> _Data for this task_:
^^^^^^^^^^^^^^^^
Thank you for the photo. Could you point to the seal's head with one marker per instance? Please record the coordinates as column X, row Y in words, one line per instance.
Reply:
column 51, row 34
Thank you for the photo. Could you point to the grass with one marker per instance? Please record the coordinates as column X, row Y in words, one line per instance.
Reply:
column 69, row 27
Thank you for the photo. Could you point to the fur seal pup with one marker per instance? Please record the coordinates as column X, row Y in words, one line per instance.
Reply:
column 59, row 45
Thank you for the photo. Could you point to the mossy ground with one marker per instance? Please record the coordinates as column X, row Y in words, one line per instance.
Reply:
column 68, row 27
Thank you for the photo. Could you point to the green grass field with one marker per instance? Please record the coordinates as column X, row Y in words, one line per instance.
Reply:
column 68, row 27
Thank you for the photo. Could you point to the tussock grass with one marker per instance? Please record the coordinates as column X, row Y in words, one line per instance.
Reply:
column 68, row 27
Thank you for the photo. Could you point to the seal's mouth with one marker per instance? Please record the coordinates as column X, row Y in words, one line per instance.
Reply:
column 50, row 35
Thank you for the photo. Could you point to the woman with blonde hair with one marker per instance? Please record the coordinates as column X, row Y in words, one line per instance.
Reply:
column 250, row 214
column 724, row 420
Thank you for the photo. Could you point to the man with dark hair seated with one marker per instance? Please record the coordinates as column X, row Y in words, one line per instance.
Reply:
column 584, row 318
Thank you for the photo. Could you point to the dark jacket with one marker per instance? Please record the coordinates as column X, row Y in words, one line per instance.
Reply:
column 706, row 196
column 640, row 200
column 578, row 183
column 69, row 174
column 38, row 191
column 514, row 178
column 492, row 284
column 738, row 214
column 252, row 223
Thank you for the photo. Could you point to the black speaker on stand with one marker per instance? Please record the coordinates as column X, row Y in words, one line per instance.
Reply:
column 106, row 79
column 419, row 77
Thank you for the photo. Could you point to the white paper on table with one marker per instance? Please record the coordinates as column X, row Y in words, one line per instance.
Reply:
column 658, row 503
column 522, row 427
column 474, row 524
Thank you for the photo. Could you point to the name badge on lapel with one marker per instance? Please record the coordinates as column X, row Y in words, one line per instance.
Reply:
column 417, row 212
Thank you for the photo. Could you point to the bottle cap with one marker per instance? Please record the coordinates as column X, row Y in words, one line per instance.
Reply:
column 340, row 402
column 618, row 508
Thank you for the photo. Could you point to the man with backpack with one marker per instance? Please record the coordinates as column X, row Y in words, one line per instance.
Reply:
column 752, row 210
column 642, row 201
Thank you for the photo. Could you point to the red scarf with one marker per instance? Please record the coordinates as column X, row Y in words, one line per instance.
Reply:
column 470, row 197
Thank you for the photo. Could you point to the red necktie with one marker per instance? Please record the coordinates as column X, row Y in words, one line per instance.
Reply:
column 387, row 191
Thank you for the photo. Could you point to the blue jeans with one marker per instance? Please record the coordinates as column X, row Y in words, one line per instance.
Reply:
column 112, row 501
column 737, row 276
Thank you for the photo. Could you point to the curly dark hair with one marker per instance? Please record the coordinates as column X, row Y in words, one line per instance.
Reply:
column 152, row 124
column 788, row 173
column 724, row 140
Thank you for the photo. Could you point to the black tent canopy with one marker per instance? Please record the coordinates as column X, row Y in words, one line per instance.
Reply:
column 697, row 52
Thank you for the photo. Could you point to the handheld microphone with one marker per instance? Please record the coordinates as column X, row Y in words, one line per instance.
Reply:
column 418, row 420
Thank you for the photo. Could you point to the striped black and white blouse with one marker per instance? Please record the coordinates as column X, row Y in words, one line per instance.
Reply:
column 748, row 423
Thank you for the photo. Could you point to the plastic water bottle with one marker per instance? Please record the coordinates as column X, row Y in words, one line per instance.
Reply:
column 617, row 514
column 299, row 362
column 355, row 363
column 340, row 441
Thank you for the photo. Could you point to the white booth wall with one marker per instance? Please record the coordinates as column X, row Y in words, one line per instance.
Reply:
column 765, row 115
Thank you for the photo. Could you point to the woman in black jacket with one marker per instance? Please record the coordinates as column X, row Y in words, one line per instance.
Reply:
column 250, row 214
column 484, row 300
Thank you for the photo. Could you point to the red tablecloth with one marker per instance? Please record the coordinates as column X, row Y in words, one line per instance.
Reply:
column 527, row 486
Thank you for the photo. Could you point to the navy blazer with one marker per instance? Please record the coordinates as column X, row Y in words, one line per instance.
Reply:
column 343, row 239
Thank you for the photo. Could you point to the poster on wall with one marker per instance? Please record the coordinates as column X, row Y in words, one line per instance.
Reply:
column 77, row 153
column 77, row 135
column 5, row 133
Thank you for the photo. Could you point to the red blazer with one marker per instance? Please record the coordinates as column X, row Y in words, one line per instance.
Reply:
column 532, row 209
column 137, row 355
^^^^^^^^^^^^^^^^
> _Task brief_: All the material above is to be returned exactly as it stands.

> _Task solution_:
Thank you for the photo. Could you point to the seal's head with one marker per instance? Please record the coordinates as column X, row Y in words, one line per instance.
Reply:
column 51, row 34
Thank you for the photo. Could you point to the grass with one marker per instance? Please record the coordinates as column X, row Y in words, one line per instance.
Reply:
column 69, row 27
Thank you for the photo. Could you point to the fur seal pup with one marker per instance? Please record the coordinates as column X, row Y in words, one line per instance.
Reply:
column 59, row 45
Thank you for the photo. Could you point to the mossy ground with one marker per instance? Please record the coordinates as column X, row Y in words, one line per instance.
Reply:
column 68, row 27
Thank you for the photo. Could you point to the green grass field with one marker per instance? Please record the coordinates as column X, row Y in words, one line per instance.
Reply:
column 68, row 27
Thank you for the photo. Could you point to the tussock grass with one marker per instance? Please record the coordinates as column X, row Y in words, one line per instance.
Reply:
column 68, row 27
Thank you for the photo. Could you point to the seal's mouth with one marker per instance? Please record the coordinates as column X, row Y in words, one line per instance.
Reply:
column 50, row 35
Thank you for the photo. Could you point to the woman with blonde hair with one marker per instance? Please record the coordinates as column X, row Y in words, one line per instance.
Reply:
column 250, row 214
column 724, row 420
Thank you for the photo. Could you point to the man with dark hair seated with one marker per instance? Please record the coordinates as column X, row Y in words, one line per instance.
Reply:
column 584, row 318
Thank you for the photo. Could you point to the dark jacket with one marker per instance? Please record the coordinates as column X, row Y in words, one line per instance.
Reply:
column 706, row 196
column 640, row 200
column 578, row 183
column 69, row 174
column 38, row 191
column 514, row 178
column 492, row 284
column 738, row 214
column 252, row 223
Thank you for the photo. Could you point to the black speaker on stand with one marker per instance? Please record the coordinates as column X, row Y in words, one line per instance.
Reply:
column 106, row 79
column 419, row 77
Thank you for the photo. Could you point to the white paper on table with one marker per instance? Please record the coordinates as column X, row Y in words, one line per instance.
Reply:
column 658, row 503
column 522, row 427
column 474, row 524
Thank you for the photo. Could you point to the name badge on lapel with one marker per instance? Please record the coordinates as column X, row Y in words, one line per instance.
Reply:
column 417, row 212
Thank you for the photo. Could you point to the bottle cap with one marker per instance? Please record the coordinates as column X, row Y in words, one line per instance.
Reply:
column 340, row 402
column 618, row 508
Thank you for the photo. Could you point to the man with backpack with one marker per instance? Please record the coordinates as column X, row Y in words, one line per instance.
Reply:
column 752, row 210
column 642, row 201
Thank you for the photo. Could you point to the red scarf with one marker per instance? Please record the coordinates as column X, row Y in words, one line per instance.
Reply:
column 470, row 197
Thank you for the photo. Could you point to the red necktie with one marker per instance? Please record the coordinates as column X, row Y in words, one line per instance.
Reply:
column 387, row 191
Thank you for the photo. Could you point to the blue jeans with one marker per instance? Please record the coordinates as column X, row Y in words, one line per instance.
Reply:
column 112, row 501
column 737, row 276
Thank you for the photo. Could you point to the curly dark hair with one marker per instance? Please record the coordinates as column X, row Y in words, one line per instance.
Reply:
column 152, row 124
column 788, row 173
column 724, row 140
Thank you for the photo. Could you point to the black tent canopy with one marker per instance? Please record the coordinates as column X, row Y in words, one line per instance.
Reply:
column 697, row 52
Thank you for the photo. Could you point to the handheld microphone with one marker per instance? Please record the coordinates as column X, row Y in words, one line per instance.
Reply:
column 418, row 420
Thank you for the photo. Could you point to the striped black and white blouse with one marker per instance? Please record the coordinates as column X, row Y in words, one line per instance.
Reply:
column 748, row 423
Thank you for the photo. Could you point to the plastic water bottle with one marker per instance? Please record the coordinates as column X, row Y in words, one line per instance.
Reply:
column 617, row 514
column 299, row 362
column 355, row 363
column 340, row 441
Thank you for the photo. Could you point to the white booth wall with one marker per instance? Please record the coordinates as column X, row Y in words, one line per instance.
Reply:
column 765, row 115
Thank you for the photo. Could you point to the woman in black jacket with one marker per instance? Please record the coordinates as column X, row Y in words, one line per instance.
Reply:
column 250, row 214
column 484, row 300
Thank you for the photo. Could you point to the red tablecloth with one marker per instance? Please record the coordinates as column X, row Y in words, one line per instance.
Reply:
column 527, row 486
Thank you for the photo. Could you point to the navy blazer with one marker per instance? Please record the coordinates as column X, row Y in words, one line per instance.
Reply:
column 343, row 239
Thank you for the photo. Could you point to the poster on wall with one marker per instance? Please record the coordinates as column X, row Y in words, one line per instance.
Reply:
column 77, row 153
column 77, row 135
column 5, row 133
Thank you for the photo. Could you point to the red blazer with one marker per instance? Please record the coordinates as column X, row Y in words, one line per instance.
Reply:
column 532, row 209
column 137, row 355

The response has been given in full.